What you are asked to do: Return every line below that contains the word "bread", copying each one unchanged.

Provided material:

========================

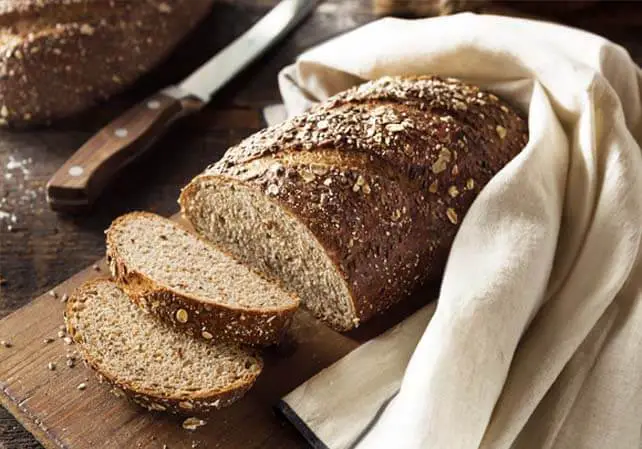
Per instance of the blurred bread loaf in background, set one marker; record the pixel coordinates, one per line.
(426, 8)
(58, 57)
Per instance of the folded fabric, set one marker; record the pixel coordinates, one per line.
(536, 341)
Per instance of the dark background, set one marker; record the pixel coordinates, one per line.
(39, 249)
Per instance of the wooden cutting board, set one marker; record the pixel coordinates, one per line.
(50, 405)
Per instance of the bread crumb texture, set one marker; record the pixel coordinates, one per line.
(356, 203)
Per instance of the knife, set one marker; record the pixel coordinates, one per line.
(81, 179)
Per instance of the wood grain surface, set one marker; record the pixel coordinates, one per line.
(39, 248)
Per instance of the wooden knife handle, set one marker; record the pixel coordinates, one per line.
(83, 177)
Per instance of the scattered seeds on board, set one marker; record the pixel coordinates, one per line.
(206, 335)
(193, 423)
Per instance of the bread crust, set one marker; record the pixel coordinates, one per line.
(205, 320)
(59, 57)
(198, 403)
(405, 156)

========================

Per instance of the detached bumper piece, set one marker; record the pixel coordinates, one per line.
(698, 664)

========================

Exercise response:
Per instance of the blurred bread loaf in background, set one marker; record the pixel coordinates, one per line.
Per instance of the bread crumb texture, set one marker; record the pixel coordinates, one per line.
Per instance of the bread crust, set one marker; record the pixel coordinates, one per line.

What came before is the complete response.